● Your task
Word-for-word transcription needed. Include every entry below but no pictures.

● Dataset entries
◇ ◇ ◇ ◇
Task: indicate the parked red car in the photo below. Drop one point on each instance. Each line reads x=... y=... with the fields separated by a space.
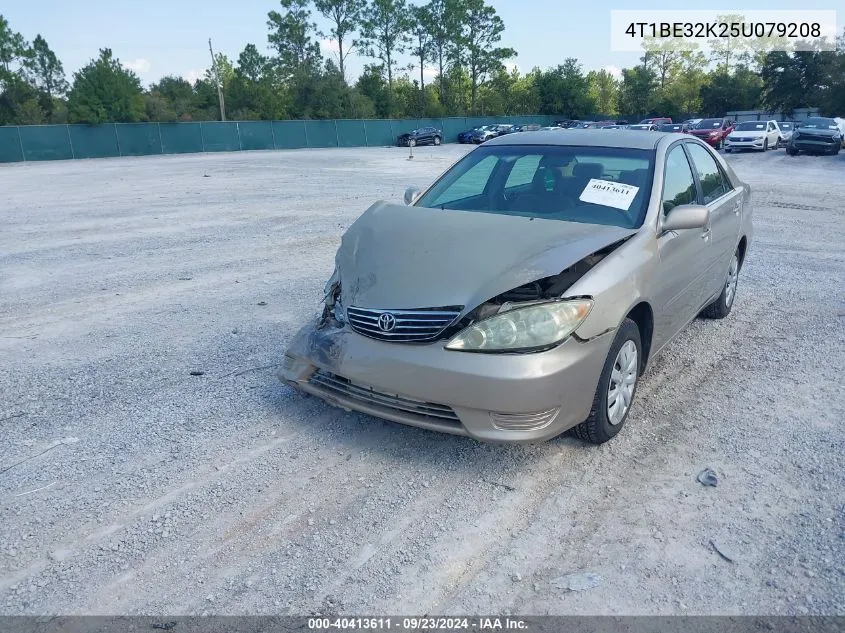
x=658 y=121
x=712 y=131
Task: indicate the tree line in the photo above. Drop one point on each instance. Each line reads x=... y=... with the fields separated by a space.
x=460 y=39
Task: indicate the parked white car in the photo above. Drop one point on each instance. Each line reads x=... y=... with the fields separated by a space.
x=841 y=124
x=759 y=135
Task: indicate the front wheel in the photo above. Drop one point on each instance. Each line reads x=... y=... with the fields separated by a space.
x=616 y=389
x=721 y=307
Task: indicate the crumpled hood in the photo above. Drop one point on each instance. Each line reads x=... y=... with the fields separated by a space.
x=401 y=257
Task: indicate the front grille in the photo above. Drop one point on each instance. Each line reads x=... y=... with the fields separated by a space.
x=409 y=326
x=367 y=395
x=817 y=138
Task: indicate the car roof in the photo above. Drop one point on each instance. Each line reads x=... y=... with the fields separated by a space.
x=588 y=138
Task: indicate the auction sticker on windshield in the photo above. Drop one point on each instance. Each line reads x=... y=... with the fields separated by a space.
x=609 y=193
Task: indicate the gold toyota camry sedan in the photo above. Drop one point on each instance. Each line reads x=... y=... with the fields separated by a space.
x=524 y=292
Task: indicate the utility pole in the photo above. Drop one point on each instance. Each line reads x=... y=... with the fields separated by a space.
x=217 y=81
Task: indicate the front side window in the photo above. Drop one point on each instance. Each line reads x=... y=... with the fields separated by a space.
x=713 y=184
x=594 y=185
x=750 y=126
x=678 y=183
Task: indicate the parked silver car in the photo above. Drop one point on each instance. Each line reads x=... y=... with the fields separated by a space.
x=525 y=291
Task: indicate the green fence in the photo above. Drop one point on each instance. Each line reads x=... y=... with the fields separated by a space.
x=56 y=142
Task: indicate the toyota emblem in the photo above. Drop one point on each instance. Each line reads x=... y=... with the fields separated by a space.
x=386 y=322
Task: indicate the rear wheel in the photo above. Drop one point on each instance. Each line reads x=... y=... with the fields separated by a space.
x=616 y=389
x=721 y=307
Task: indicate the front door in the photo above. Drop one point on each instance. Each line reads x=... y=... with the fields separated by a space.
x=683 y=254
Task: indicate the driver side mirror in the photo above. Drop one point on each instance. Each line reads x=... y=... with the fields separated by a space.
x=411 y=195
x=690 y=216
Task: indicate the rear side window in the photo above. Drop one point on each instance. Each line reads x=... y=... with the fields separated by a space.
x=678 y=183
x=713 y=183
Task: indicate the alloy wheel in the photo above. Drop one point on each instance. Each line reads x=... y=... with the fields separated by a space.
x=623 y=380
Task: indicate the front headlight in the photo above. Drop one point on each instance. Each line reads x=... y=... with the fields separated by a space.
x=537 y=326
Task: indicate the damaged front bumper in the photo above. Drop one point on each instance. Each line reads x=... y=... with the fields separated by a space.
x=491 y=397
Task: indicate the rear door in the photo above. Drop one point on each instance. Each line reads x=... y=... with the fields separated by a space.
x=725 y=204
x=684 y=254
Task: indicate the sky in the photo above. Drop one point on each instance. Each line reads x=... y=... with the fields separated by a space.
x=156 y=37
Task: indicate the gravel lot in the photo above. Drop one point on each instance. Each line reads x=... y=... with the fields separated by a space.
x=128 y=485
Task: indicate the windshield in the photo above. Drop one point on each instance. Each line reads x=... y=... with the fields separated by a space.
x=593 y=185
x=820 y=124
x=750 y=125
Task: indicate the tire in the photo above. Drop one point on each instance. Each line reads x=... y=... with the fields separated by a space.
x=721 y=307
x=599 y=427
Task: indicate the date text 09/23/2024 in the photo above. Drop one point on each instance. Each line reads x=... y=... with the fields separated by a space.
x=418 y=624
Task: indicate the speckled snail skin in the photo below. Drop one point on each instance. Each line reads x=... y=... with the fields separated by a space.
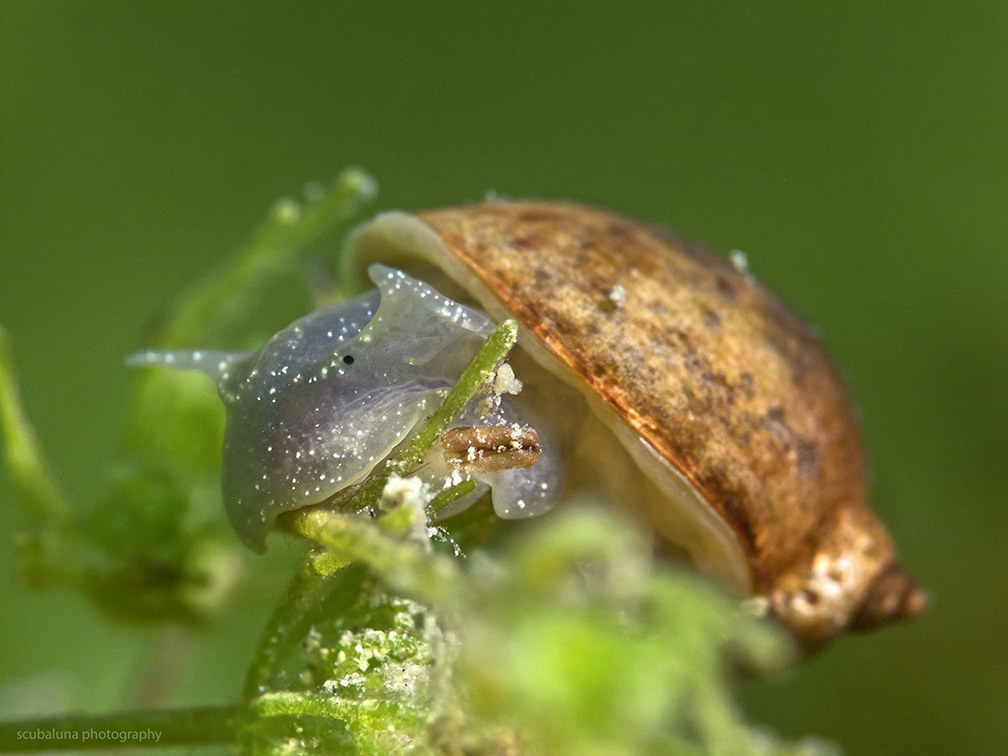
x=674 y=363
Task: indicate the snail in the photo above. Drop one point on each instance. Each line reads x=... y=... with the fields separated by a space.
x=329 y=397
x=659 y=377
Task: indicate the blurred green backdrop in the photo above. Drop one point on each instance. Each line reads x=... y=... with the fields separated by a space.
x=858 y=156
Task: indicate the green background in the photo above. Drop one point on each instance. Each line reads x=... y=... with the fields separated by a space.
x=858 y=156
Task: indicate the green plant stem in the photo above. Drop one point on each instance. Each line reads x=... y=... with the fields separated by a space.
x=42 y=501
x=217 y=300
x=78 y=732
x=475 y=378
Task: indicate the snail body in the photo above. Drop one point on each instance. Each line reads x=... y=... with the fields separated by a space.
x=329 y=397
x=660 y=377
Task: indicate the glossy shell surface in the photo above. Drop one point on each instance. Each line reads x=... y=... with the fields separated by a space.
x=712 y=372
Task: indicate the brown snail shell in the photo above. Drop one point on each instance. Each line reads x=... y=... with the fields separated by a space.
◇ ◇ ◇ ◇
● Task answer
Task: indicate the parked red car in the photo below. Drop one point on each instance. Each line reads x=... y=... with the fields separated by a space.
x=658 y=121
x=712 y=131
Task: indicate the tree line in the photo above. Drop one point on each instance. Each line reads x=... y=... with the fields separated by a space.
x=460 y=39
Task: indicate the parked white car in the photo above. Drop one point on each instance. Each line reads x=... y=... with the fields separated by a space.
x=841 y=124
x=759 y=135
Task: indicate the front wheel in the photo above. Drop one point on each instance. Each line reads x=... y=... with the fields separated by a space.
x=616 y=389
x=721 y=307
Task: indicate the crumpled hood in the photo above. Drop one point on each instance. Each line reads x=... y=... with the fields separated by a space.
x=401 y=257
Task: indicate the front grille in the photo above. Drop one point on each instance. Each line reads x=... y=... with the fields separated by a space.
x=409 y=326
x=367 y=395
x=817 y=138
Task: indicate the car roof in the photo above. Drop one point on each instance. Each line reads x=... y=... with the fields separated by a space.
x=588 y=138
Task: indicate the auction sticker on windshield in the photo above. Drop one point on each instance. Each line reads x=... y=... with the fields separated by a space.
x=609 y=193
Task: indicate the gold toyota camry sedan in the photo above. Drop one point on each instance. Each line reads x=... y=... with the fields separated by a space.
x=524 y=292
Task: indicate the utility pole in the photo above. Drop one point on each instance. Each line reads x=... y=... with the fields separated by a space.
x=217 y=81
Task: indicate the front side window in the photo above. Drop one point on each instance. Each line reads x=... y=... with the fields separated by a space.
x=713 y=184
x=594 y=185
x=750 y=126
x=678 y=183
Task: indicate the parked silver car in the photo above. Drop one point on each instance. Each line reads x=... y=... with the fields separated by a space.
x=525 y=291
Task: indicate the green fence in the photo above. Drop one point on each instance. Each line reads x=... y=... with the fields separated by a space.
x=56 y=142
Task: indicate the toyota emblem in the photo above. Drop one point on each instance. Each line reads x=... y=... with the fields separated by a space.
x=386 y=322
Task: indicate the rear wheel in the photo above. Drop one point on each instance. Each line reads x=... y=... with the fields separated by a space.
x=616 y=389
x=721 y=307
Task: indicate the front door in the photo above. Drop one point on each instance. Each line reads x=... y=... with the fields separated by a space.
x=683 y=254
Task: indicate the driver side mirror in the photo above. Drop one point on each instance. Each line reads x=... y=... with the fields separated by a space.
x=411 y=195
x=690 y=216
Task: indicate the rear side window in the photo above. Drop one point on each instance. Each line reads x=... y=... with the fields separated by a space.
x=678 y=183
x=713 y=183
Task: indicate the alloy wheel in the photo above. Drop one point on each instance. Each line reads x=... y=... with the fields separated by a space.
x=623 y=380
Task: indicate the front headlight in the photo above. Drop one point on each instance. Each line reads x=... y=... with the fields separated by a space.
x=537 y=326
Task: indicate the damaged front bumper in the photo above. Drop one point on each instance. Each line reads x=... y=... with the fields separated by a space.
x=491 y=397
Task: indicate the rear door in the photo above. Drop one point on each instance. Each line reads x=... y=... with the fields separated by a space.
x=725 y=204
x=684 y=254
Task: indicate the sky in the photo above. Drop one point on each instance. Each line reads x=... y=... with the fields separated by a space.
x=156 y=37
Task: indicate the gravel lot in the photo above. Drop one point on each instance. Each line reads x=... y=... with the fields separated by a space.
x=128 y=485
Task: indicate the windshield in the photo above. Drop one point on each instance. Each line reads x=... y=... with the fields separated by a space.
x=593 y=185
x=820 y=124
x=750 y=125
Task: indicate the tire in the photo above. Drop one point on each instance. Each line reads x=... y=... with the fields separated by a space.
x=721 y=307
x=599 y=427
Task: indicate the date text 09/23/2024 in the photo above. Drop one point on each instance. Each line reads x=... y=... with the fields separated by a space.
x=418 y=624
Task: indicate the speckled snail skin in the photo below. Drop one point on each instance. Each line reads x=... y=... with the fields separated by a space.
x=674 y=363
Task: indicate the snail in the photo above. Drop one point on each instance. Each line reads x=... y=... with the fields separated by a space.
x=329 y=397
x=659 y=377
Task: indicate the blurred green backdrop in the photo above. Drop one point on each instance. Each line reads x=... y=... with the fields separated by a space.
x=858 y=156
Task: indicate the green background in the photo above. Drop one point on each instance. Each line reads x=... y=... with the fields separated by a space.
x=858 y=156
Task: indicate the green plant stem in the photo above. Drop one point on each instance. Each line reads x=... y=... with the fields separated by a space.
x=42 y=501
x=217 y=300
x=78 y=732
x=475 y=378
Task: indicate the snail body in the photo above. Drop one point on each instance. Each line reads x=... y=... with the fields separated by a space.
x=329 y=397
x=660 y=377
Task: indicate the glossy shell surface in the photo above. Drop one point on each instance. Each line reads x=... y=... with the fields separated by a space.
x=712 y=372
Task: indicate the brown snail shell in the photo above. Drop one point on each instance. Each line reads x=... y=... with the fields separated by a space.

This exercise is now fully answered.